(SOURCE EXTRACT):
** start **

Random crashes when trying to look up values

The dictionary is protected with an NIOLock, but we’re still encountering random crashes when trying to look up values. I’m not sure why this is happening. Any advice or suggestions would be greatly appreciated.

0 0x00007ff67e22efa1 NativeDictionary.lookup(:) + 17 in libswiftCore.so
1 [ra] [thunk] 0x000055662a894932 partial apply for closure #1 in SafeDictionary.subscript.getter + 33 in Call at /build/.build/checkouts/nexus/Sources/Nexus/ConcurrencyHelper/SafeDictionary.swift:55:39
2 [ra] 0x000055662a4a3379 NIOLock.withLock(:) + 56 in Call at /build/.build/checkouts/swift-nio/Sources/NIOConcurrencyHelpers/NIOLock.swift:242:20
3 [ra] 0x000055662a893b41 SafeDictionary.subscript.getter + 80 in Call at /build/.build/checkouts/nexus/Sources/Nexus/ConcurrencyHelper/SafeDictionary.swift:54:23
4 [ra] 0x000055662accf80b ClusterStorage.lookup(
:) + 2746 in Call at /build/.build/checkouts/nexus-distribution/Sources/NexusDistribution/ClusterStorage.swift:506:17
5 [async] [system] 0x000055662acbe370 ClusterStorage.lookup(:) in Call at /build/
6 [async] 0x000055662acbb340 ClusterController.lookup
(:type:) in Call at /build/.build/checkouts/nexus-distribution/Sources/NexusDistribution/ClusterController.swift:163
7 [async] 0x000055662ace7160 Nexus.lookup
(_:) in Call at /build/.build/checkouts/nexus-distribution/Sources/NexusDistribution/Extensions/NexusDistributedMethods.swift:17
8 [async] 0x0000556629b14d30 closure #1 in CallActor.notifyDashboard(type:) in Call at /build/Sources/Call/Call/APIs/Internal/Dashboard/NotifyDashboard.swift:21
9 [async] [thunk] 0x000055662996ec20 partial apply for closure #1 in CallActor.notifyDashboard(type:) in Call at /build/
10 [async] [system] 0x00007ff67e043790 completeTaskWithClosure(swift::AsyncContext*, swift::SwiftError*) in libswift_Concurrency.so

Do you have a more complete error message? Either a crash report (on macOS) or a complete stack trace and exit code on Linux?

** end **

(WHAT IS EXPECTED): Update the forum post from "The dictionary is" to "be greatly appreciated.", replacing "random crashes" with "intermittent crashes".

(DATASET RECORDS):
** start **

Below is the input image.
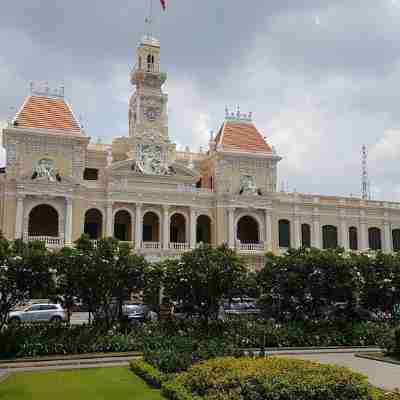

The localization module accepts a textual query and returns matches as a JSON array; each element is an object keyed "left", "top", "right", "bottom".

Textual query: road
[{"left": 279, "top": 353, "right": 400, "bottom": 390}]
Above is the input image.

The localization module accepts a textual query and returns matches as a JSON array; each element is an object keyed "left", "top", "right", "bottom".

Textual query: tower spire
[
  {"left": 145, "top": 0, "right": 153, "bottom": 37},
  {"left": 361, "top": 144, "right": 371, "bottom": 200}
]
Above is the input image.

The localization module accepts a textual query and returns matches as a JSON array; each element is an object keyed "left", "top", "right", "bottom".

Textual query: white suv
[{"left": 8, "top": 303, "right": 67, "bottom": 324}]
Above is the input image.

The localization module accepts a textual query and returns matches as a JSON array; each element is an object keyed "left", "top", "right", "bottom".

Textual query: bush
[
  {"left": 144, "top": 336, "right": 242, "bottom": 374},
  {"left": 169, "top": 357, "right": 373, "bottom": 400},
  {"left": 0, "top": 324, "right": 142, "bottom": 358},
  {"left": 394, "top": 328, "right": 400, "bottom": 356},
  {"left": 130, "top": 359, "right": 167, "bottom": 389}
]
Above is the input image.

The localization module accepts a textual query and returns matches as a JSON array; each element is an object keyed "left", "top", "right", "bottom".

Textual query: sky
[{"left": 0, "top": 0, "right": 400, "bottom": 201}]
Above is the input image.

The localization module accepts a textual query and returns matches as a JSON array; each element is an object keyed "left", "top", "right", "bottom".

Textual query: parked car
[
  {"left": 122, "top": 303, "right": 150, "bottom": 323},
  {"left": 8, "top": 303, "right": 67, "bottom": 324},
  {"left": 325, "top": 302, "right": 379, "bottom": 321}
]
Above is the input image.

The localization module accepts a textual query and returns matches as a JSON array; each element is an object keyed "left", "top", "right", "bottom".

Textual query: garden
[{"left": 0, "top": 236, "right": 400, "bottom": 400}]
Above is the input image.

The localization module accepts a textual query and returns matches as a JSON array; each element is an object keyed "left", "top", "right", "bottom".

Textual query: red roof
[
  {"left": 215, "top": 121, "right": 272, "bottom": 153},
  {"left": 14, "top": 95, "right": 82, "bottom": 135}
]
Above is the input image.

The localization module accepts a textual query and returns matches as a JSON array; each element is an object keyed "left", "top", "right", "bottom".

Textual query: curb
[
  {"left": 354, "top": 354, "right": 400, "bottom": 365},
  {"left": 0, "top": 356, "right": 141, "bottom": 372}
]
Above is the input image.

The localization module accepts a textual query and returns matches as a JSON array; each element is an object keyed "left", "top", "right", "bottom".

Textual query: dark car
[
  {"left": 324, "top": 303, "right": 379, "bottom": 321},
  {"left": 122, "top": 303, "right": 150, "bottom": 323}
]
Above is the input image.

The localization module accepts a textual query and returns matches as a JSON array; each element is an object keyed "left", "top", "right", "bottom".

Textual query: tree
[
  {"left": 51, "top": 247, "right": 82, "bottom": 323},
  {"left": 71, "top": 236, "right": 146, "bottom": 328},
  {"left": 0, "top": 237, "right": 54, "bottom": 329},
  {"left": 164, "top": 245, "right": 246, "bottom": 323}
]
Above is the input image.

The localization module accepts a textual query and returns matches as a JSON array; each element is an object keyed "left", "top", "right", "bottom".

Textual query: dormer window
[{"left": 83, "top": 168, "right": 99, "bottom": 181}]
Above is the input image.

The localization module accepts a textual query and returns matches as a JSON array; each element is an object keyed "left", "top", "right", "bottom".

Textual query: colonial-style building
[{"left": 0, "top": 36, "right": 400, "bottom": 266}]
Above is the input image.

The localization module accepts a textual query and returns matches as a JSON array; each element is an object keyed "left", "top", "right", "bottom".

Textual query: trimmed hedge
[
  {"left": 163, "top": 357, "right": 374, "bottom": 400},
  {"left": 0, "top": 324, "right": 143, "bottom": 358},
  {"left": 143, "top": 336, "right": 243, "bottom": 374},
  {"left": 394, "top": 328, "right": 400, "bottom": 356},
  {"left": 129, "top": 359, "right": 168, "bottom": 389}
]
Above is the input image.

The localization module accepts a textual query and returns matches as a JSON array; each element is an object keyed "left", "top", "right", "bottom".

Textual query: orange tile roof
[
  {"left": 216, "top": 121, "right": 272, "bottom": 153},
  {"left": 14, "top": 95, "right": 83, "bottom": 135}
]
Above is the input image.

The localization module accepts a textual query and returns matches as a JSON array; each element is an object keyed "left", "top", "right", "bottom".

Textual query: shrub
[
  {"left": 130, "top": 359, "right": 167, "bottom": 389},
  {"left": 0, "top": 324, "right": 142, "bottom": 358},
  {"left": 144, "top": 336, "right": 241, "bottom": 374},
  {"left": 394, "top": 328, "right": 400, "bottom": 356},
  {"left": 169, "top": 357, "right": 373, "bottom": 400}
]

** end **
** start **

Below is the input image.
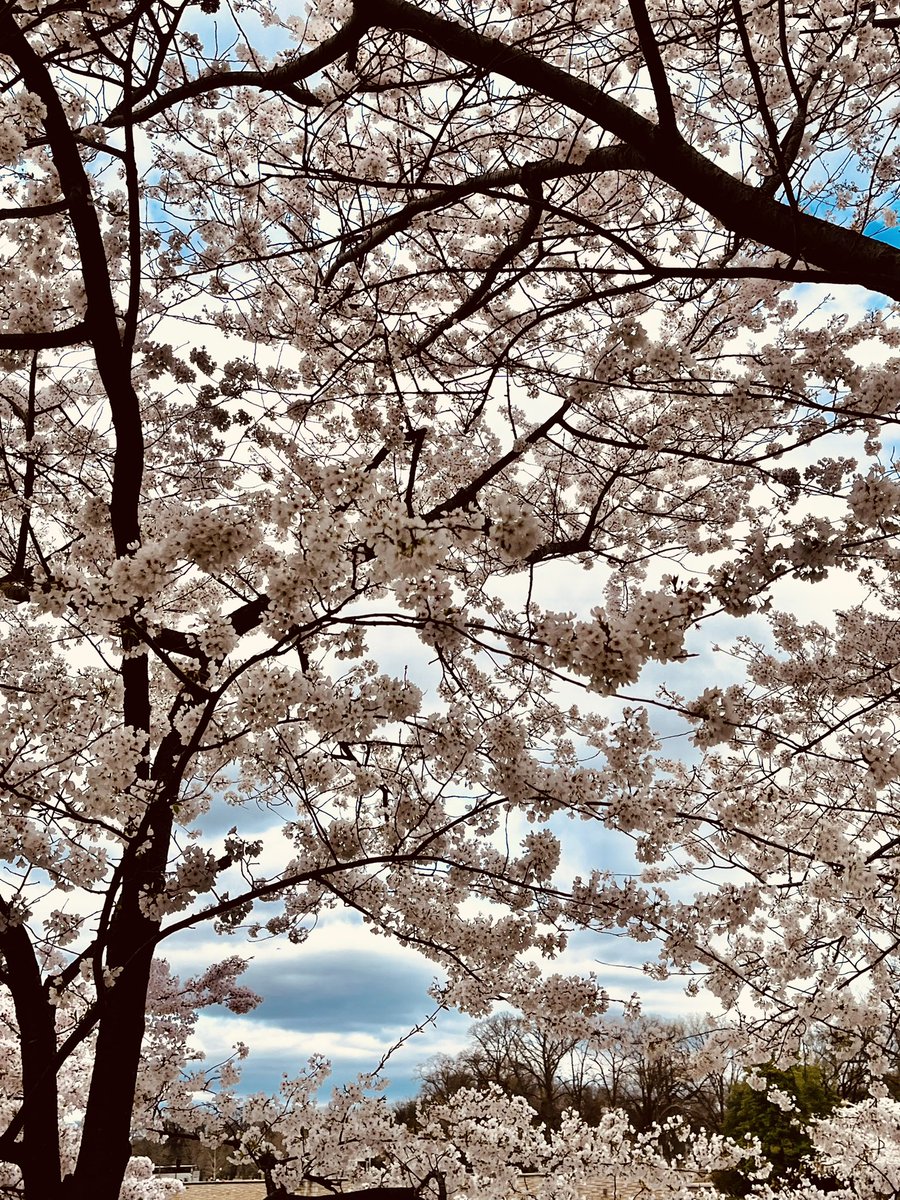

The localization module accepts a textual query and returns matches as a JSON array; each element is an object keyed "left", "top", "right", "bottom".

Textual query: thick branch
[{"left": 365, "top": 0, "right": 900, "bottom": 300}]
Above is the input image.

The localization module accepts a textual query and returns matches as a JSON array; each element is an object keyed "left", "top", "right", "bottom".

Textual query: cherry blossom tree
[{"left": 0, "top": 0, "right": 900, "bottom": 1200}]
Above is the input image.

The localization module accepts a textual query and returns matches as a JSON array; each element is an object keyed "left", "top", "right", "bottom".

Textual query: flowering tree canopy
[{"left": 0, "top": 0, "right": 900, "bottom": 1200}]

** end **

(RESPONSE FOR THIS EXERCISE):
The dictionary is protected with an NIOLock, but we’re still encountering intermittent crashes when trying to look up values. I’m not sure why this is happening. Any advice or suggestions would be greatly appreciated.